Written problem:
Retype all of the material below line by line, without changing a single character.
++++ Data extract ++++
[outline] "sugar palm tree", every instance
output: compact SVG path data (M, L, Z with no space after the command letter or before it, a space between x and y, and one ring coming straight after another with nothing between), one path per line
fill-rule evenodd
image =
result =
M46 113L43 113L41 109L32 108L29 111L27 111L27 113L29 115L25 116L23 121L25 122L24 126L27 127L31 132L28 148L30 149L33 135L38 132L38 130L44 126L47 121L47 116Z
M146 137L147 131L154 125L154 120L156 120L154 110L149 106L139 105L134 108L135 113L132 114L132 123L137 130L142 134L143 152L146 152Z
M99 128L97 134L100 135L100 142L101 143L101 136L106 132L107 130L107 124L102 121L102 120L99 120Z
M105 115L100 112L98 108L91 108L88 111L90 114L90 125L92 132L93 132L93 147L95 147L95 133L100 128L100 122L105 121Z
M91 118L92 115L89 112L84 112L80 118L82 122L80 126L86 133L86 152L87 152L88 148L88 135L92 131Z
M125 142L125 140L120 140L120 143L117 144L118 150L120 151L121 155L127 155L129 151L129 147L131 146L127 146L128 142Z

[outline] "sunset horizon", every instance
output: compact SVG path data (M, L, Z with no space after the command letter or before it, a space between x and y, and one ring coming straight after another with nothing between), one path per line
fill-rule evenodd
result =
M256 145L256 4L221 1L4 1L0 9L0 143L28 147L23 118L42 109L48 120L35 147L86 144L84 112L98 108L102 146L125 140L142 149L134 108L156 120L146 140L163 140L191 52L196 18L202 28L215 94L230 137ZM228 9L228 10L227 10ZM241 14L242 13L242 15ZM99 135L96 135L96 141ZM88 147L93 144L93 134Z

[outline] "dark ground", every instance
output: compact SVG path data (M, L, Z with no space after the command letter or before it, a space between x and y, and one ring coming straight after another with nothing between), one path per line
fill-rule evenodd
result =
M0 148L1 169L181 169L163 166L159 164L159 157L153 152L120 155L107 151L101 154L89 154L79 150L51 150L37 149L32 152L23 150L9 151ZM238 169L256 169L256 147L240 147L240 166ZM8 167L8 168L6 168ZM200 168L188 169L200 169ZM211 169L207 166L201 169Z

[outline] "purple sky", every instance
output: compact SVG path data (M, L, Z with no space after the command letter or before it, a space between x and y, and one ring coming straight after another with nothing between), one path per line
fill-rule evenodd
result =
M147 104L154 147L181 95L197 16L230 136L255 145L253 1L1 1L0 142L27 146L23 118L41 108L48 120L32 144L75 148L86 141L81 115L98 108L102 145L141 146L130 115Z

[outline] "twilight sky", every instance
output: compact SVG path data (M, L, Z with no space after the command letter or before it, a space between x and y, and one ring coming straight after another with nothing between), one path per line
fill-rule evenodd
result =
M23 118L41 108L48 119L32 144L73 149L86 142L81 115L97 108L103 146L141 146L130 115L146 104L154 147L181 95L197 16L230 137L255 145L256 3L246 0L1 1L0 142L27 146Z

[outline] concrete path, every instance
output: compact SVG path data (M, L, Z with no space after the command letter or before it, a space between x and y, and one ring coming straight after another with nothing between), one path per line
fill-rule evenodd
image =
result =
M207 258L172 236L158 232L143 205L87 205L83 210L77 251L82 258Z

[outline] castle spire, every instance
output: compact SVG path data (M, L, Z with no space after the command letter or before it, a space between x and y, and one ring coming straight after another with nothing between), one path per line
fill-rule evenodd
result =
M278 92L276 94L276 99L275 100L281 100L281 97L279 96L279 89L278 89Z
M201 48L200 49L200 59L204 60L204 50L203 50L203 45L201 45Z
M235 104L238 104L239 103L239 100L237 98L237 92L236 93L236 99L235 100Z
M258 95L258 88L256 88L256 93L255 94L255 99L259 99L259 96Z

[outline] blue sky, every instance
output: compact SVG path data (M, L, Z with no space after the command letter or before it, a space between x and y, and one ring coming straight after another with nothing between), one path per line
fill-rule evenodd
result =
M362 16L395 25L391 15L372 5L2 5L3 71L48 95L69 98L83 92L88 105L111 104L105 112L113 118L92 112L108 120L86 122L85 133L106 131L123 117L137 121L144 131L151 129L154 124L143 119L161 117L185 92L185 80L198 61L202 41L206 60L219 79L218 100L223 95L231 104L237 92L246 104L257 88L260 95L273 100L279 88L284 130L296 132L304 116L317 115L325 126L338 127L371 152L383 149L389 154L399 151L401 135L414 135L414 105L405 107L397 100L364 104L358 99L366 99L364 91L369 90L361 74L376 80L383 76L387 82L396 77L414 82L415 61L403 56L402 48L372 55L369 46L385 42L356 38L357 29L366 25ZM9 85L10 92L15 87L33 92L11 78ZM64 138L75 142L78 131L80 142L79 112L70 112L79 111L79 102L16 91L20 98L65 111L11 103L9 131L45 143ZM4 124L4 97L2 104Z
++++
Reply to the exercise:
[outline] "sugar palm tree", every instance
output: compact SVG path data (M, L, Z with no space after the command letter or before it, a space between x and y, and one ring coming straight after another with nothing between), one path per line
fill-rule evenodd
image =
result =
M46 113L43 113L41 109L32 108L29 111L27 111L27 113L29 115L25 116L23 121L25 122L24 126L27 127L31 132L28 148L30 149L33 135L38 132L38 130L44 126L47 121L47 116Z
M146 137L147 131L154 125L154 120L156 120L154 110L149 106L139 105L134 108L135 113L132 114L132 123L137 130L142 134L143 152L146 152Z
M99 128L97 134L100 135L100 142L101 143L101 136L106 132L107 130L107 124L102 121L102 120L99 120Z
M105 115L100 112L98 108L91 108L88 111L90 114L90 125L92 132L93 132L93 147L95 147L95 133L100 128L100 122L105 121Z
M91 118L92 115L89 112L84 112L80 118L82 122L80 126L86 133L86 152L87 152L88 148L88 135L92 131Z
M125 142L125 140L120 140L120 143L117 144L118 150L120 151L121 155L127 155L129 151L129 147L131 146L127 146L128 142Z

[outline] "sunset horizon", every instance
output: compact SVG path data (M, L, Z with no space after the command letter or before it, a space between x and y, and one ring coming straight after another with nothing between), one path per line
fill-rule evenodd
result =
M256 145L256 4L221 1L4 1L0 9L0 143L28 147L23 118L42 109L48 120L35 147L86 144L84 112L98 108L102 146L125 140L142 149L134 108L156 120L146 140L163 140L191 52L196 18L202 28L215 94L230 137ZM228 9L228 10L227 10ZM241 14L242 13L242 15ZM99 135L96 135L96 141ZM88 147L93 144L93 134Z

[outline] "dark ground", every instance
output: compact SVG path data (M, L, Z with no space after the command letter or before it, a space between x and y, and one ring coming straight after another with nothing between), one path per line
fill-rule evenodd
result =
M0 148L1 169L181 169L163 166L159 164L159 157L153 152L120 155L107 151L101 154L89 154L79 150L51 150L37 149L32 152L23 150L9 151ZM238 169L256 169L256 147L240 147L240 166ZM8 167L8 168L6 168ZM200 168L188 169L200 169ZM211 169L207 166L201 169Z

[outline] "purple sky", every instance
output: compact SVG path data (M, L, Z with no space after the command letter or before it, a space between x and y, and one ring coming straight after another with nothing between), one path per line
fill-rule evenodd
result =
M147 104L154 147L181 95L197 16L230 136L255 145L253 1L1 1L0 142L27 146L23 118L41 108L48 120L32 144L75 148L86 141L81 115L98 108L102 145L141 146L130 115Z

[outline] "twilight sky", every instance
output: compact SVG path data (M, L, Z with no space after the command letter or before it, a space between x and y, and one ring coming straight after another with nothing between), one path per line
fill-rule evenodd
result =
M23 118L41 108L48 119L32 144L73 149L86 142L81 115L97 108L103 146L141 146L130 115L146 104L154 147L181 95L197 16L230 137L255 145L256 3L246 0L1 1L0 142L27 146Z

[outline] concrete path, every instance
output: compact SVG path data (M, L, Z with no space after the command letter or before it, a space between x and y, and one ring coming straight after another with nothing between), one path per line
fill-rule evenodd
image =
result =
M207 258L172 236L158 232L143 205L87 205L83 210L77 251L82 258Z

[outline] castle spire, every instance
output: compact SVG path data (M, L, Z with no space after the command letter or before it, a space between x and y, and one ring coming straight after another with nothing between), one path per line
fill-rule evenodd
result =
M278 92L276 94L276 99L275 100L281 100L281 97L279 96L279 89L278 89Z
M201 48L200 49L200 59L204 60L204 50L203 50L203 45L201 45Z
M235 104L238 104L239 103L239 100L237 98L237 92L236 93L236 99L235 100Z
M258 95L258 88L256 88L256 93L255 94L255 99L259 99L259 96Z

[outline] blue sky, every instance
output: compact SVG path data (M, L, Z with no space after the command letter or before it, a space between x and y, and one ring coming straight after another with nothing between), one path per line
fill-rule evenodd
result =
M362 16L395 25L391 15L372 5L2 5L3 71L48 95L69 98L83 92L88 105L111 104L105 112L113 118L92 112L108 120L86 122L85 133L106 131L123 117L137 121L144 131L151 129L154 124L143 119L161 117L185 92L185 80L198 61L202 41L206 60L219 79L218 100L223 95L231 104L237 92L246 104L257 88L260 95L273 100L279 88L284 130L296 132L304 116L317 115L325 126L338 127L371 152L383 149L389 154L399 151L401 135L414 135L414 105L405 107L397 100L364 104L358 99L366 99L364 91L369 90L361 74L376 80L383 76L387 82L396 77L414 82L415 61L403 56L402 48L372 55L369 46L385 42L356 38L357 29L366 25ZM9 85L10 92L15 87L33 92L11 78ZM64 138L75 142L78 131L80 142L79 112L70 112L79 111L79 102L16 91L20 98L65 111L11 103L9 131L45 143ZM4 124L4 97L2 104Z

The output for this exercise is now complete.